» EXERCISE PROMPT:
Copy all of the rows below word for word, leaving out the pictures.

:::

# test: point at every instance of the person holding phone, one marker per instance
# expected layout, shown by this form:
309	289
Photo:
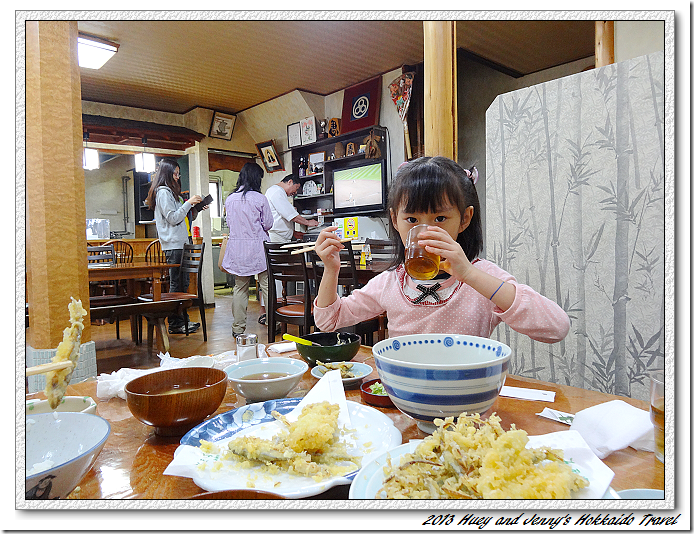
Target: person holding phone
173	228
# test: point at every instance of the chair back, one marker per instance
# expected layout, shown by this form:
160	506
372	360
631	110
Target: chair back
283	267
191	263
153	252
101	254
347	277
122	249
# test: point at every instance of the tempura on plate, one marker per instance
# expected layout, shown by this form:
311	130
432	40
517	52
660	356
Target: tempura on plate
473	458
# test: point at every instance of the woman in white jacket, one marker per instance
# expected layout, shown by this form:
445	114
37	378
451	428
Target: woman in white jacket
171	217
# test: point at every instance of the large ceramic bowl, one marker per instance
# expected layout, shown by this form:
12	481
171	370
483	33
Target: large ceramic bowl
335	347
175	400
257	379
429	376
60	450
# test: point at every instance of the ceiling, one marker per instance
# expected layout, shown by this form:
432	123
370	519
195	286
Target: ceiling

:::

» COMPLETED TASK:
# test: point at every instance of the person holding phone, one marker per instance
# expected layout, shown by this form:
309	289
Photo:
Target: person holding phone
173	228
# test: point at every instance of the chair back, one marker per instance
# expected layout, shown by this form:
160	506
372	360
631	110
Target: chair back
283	267
191	263
153	252
101	254
347	277
122	249
# test: point at every instance of the tempura on plate, one marker per instance
# expected layout, shown by this form:
311	130
432	40
517	52
660	356
Target: tempura on plate
473	458
# test: point at every instance of the woman in white jacket, one marker per instance
# expected layout, shown by this form:
445	114
37	378
451	428
Target: woman in white jacket
171	217
# test: point at every instance of the large ceramic bowl, one marker per instance
# expected layout, shown by this form:
12	481
171	370
483	33
Target: large ceramic bowl
335	347
175	400
257	379
429	376
60	450
# test: point at every instance of the ceiling, one marker per instance
# expected layout, shown by this form:
432	123
370	519
195	286
Target: ceiling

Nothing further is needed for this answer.